Brief:
Resume the essay below about fiction that turns out to mirror real events, writing on from its final sentence.

My own experience of the strange symbiosis between life and art has been less dramatic than Larsson’s (or Hemingway’s), but has involved some of the same confusions. Perhaps it goes with the territory. One doesn’t always know when one is making things up, and when one is not. My first novel, A Mild Suicide, whilst conforming to the autobiographical tendency of many first novels, blended its ‘real life’ episodes – or so I thought – with those that were definitely fictional. I could not have been more taken aback, therefore, to receive a (fortunately good-humoured) letter some months after the novel’s publication, from one of my ‘characters’, who’d recognised himself under the less-than-scrupulous disguise I’d contrived for him.
With Fabulous Time, I also unwittingly found myself trespassing into the grey area between truth and make-believe. Again, it wasn’t until after the book was published that I learned that the blackly comic tragedy at the heart of the novel was not, as I’d supposed, a total fantasy, but almost certainly took place. In my defence, I should say that, as I was only a teenager at the time the events described in the novel occurred, my choosing to write about it was less an act of deliberate provocation of the ghosts of the past, and more an instance of the weird alchemy by which a work of fiction comes about. Suspension of disbelief doesn’t convey half of it. Suspension of the conscious mind’s more like it.

Extracted material:
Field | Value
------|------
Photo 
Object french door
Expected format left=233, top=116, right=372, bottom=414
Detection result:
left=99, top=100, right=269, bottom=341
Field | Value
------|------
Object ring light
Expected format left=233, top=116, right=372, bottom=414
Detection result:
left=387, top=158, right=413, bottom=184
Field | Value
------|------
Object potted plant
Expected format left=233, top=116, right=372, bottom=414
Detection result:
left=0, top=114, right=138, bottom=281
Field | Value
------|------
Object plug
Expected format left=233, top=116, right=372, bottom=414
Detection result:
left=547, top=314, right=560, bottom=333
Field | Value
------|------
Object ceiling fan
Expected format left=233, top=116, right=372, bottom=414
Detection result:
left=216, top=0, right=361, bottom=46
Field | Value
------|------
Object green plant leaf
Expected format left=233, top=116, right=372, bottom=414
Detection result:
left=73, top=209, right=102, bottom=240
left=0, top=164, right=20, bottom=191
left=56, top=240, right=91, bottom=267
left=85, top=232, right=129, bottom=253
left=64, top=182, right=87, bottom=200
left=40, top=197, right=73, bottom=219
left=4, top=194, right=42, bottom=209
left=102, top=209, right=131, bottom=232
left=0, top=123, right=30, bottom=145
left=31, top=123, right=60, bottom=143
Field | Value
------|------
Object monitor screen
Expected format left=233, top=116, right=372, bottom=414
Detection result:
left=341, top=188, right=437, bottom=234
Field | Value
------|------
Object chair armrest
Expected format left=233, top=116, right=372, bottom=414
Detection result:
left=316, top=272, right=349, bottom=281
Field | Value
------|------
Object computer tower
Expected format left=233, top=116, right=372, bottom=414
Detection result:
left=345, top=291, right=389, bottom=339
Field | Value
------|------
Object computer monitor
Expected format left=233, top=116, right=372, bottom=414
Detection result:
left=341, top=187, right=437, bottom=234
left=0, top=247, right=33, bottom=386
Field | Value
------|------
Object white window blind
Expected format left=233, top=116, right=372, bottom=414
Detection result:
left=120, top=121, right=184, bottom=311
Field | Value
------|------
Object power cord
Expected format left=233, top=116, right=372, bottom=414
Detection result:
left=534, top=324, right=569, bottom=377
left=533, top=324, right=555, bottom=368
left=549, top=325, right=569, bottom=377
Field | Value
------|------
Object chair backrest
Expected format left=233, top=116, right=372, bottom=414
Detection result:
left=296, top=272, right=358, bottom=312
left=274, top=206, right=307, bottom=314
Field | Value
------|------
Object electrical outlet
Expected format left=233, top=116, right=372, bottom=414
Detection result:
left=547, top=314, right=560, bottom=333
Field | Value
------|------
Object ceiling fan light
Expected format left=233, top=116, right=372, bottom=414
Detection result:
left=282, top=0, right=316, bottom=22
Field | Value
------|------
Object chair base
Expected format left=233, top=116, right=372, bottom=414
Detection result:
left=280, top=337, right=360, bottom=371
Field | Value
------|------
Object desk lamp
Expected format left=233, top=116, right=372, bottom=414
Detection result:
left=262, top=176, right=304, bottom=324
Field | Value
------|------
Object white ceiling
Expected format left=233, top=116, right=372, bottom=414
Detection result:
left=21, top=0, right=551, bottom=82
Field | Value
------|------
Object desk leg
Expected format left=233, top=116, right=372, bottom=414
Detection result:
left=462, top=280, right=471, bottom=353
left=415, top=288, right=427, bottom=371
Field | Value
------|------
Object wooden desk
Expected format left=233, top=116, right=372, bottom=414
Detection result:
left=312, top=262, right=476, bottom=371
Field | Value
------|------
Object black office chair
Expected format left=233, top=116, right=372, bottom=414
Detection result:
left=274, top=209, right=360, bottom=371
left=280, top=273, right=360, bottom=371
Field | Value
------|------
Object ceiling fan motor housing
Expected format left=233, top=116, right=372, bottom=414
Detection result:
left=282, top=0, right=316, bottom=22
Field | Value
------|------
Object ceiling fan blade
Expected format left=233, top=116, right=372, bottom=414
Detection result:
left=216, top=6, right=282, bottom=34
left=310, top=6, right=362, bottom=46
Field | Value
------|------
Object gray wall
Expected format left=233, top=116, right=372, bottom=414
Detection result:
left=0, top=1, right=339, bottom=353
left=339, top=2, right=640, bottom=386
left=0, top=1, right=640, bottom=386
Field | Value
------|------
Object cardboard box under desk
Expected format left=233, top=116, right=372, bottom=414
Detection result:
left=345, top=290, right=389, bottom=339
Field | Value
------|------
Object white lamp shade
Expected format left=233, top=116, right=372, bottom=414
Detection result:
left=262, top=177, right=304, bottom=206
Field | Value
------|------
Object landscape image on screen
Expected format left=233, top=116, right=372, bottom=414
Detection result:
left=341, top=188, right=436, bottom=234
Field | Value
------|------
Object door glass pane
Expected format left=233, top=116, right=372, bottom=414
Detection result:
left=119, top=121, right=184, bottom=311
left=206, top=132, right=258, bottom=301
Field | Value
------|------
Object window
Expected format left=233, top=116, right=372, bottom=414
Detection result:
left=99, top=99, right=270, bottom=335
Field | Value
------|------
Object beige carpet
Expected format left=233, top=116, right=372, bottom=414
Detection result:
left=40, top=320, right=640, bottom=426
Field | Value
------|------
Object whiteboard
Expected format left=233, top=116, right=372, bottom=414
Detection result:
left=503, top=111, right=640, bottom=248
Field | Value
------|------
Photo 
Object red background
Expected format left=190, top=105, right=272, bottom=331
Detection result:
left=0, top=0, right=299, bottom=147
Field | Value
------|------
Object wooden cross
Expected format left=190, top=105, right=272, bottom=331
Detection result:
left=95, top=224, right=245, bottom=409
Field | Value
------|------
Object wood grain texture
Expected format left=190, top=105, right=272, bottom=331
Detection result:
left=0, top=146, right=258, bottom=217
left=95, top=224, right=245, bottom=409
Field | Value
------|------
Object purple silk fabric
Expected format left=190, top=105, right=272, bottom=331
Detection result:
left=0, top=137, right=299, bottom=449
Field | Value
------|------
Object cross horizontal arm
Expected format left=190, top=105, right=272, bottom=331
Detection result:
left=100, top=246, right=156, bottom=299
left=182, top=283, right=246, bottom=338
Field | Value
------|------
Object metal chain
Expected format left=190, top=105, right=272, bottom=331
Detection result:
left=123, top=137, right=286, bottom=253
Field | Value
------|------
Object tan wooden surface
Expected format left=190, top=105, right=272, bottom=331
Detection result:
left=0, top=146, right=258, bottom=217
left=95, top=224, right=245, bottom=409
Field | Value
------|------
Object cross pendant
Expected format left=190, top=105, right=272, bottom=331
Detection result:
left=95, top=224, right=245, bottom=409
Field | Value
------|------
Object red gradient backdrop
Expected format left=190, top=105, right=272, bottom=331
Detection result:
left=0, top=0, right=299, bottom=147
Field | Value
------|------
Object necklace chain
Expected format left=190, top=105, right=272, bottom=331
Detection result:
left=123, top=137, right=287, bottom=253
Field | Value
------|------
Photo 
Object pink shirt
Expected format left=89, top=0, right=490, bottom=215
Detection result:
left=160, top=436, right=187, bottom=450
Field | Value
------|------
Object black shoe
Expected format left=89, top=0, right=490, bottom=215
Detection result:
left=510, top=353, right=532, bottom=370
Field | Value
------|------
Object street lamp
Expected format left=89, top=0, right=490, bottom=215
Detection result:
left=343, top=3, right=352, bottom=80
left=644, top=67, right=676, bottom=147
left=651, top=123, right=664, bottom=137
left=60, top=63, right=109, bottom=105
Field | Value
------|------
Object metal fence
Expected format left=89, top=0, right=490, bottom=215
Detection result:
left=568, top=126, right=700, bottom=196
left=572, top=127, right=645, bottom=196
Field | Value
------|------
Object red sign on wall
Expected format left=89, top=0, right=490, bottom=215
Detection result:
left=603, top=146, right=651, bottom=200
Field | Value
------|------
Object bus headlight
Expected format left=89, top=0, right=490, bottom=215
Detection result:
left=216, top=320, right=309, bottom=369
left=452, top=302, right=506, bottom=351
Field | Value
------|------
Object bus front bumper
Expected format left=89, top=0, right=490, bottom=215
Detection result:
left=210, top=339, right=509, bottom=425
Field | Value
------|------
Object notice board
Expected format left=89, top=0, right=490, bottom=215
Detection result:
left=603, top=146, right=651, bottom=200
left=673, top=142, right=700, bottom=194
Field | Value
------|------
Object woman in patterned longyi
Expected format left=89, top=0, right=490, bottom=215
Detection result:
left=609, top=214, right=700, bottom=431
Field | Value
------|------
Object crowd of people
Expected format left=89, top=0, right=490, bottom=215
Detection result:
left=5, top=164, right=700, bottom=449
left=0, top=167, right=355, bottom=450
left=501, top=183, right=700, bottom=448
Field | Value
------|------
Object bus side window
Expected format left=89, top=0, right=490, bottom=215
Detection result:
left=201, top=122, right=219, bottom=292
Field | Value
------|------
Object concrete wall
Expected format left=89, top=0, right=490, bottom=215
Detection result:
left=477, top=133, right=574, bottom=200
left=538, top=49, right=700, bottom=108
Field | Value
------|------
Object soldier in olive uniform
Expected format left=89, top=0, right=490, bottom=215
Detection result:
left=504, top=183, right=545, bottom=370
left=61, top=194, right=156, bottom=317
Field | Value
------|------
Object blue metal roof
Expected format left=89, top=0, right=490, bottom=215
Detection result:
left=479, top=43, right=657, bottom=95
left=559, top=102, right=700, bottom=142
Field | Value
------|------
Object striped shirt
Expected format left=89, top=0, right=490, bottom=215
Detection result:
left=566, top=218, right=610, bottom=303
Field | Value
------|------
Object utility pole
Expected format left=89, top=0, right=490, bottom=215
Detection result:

Answer to the problem:
“To look back at all is to meet the apparitional and to find in its ghostly face the silent stare of an appeal,” wrote Henry James, in his autobiography. Writing, in effect, is like coming face to face with the ghosts of your own life. Nowhere has this been more the case than with my – now resurrected – second novel, Undiscovered Country. From the beginning, this was a book which invoked the spirits of the past. ‘In Search of Lost Time’ would in fact have done very nicely as a title for it, if someone else hadn’t thought of it first. As it was, I had to make do with a quotation from my favourite Shakespeare play – the one, it seems to me, which gives us the most insight into Shakespeare’s own sense of being ‘haunted’ by his own past, and by the memory of those, like his son, Hamnet, who had gone before him to ‘the undiscovered country from whose bourn/ No traveller returns…’
Since Undiscovered Country was about my late parents, there was a particular resonance for me in this. The world described in the novel is one that has now vanished; the world of the early 1950s, with its arcane social rituals, its impossible glamour. In writing about it, I was revisiting, not so much my own past – since the story is set just before I was born – but the lives of my parents when young. Here they are, dancing out of the past to the strains of ‘In the Mood’, or sipping a ‘sun-downer’ on the veranda at dusk. As I wrote, I started to ‘see’ them more and more – their mannerisms, and turns of phrase appearing out of the aether, and transferring themselves to the page. During those few months of writing, I felt I was exploring a place I’d never been – slowly mapping a territory I’d previously only glimpsed in photographs, or through half-remembered anecdotes.
That the story had resonance for others became apparent after its first publication, in 1997, when I started to hear from readers whose own family histories had, to some extent, mirrored mine. Readers from South Africa (long before I ever went there), from Nigeria, and Hong Kong – all places with a colonial past, in which a generation of children had grown up, with the sense of displacement I myself had felt. Of being part, not just of one world, but two; and of perhaps belonging to neither. One reader, himself a teacher, recalled the school near Maracaibo, at which my mother had taught when she first went out to Venezuela in 1952. Another was interested in my Dutch ancestry – was a branch of my family, like hers, originally from Dordrecht? (It was.) A still more startling communication came from my father’s second wife, whom I had never met, but who had preceded my mother as the teacher at the Shell school in Casigua: would I send her a signed copy of the paperback of Undiscovered Country (which had a photograph of my father on the cover), in exchange for a copy of a studio portrait she had of him on her mantelpiece at home? I instantly agreed.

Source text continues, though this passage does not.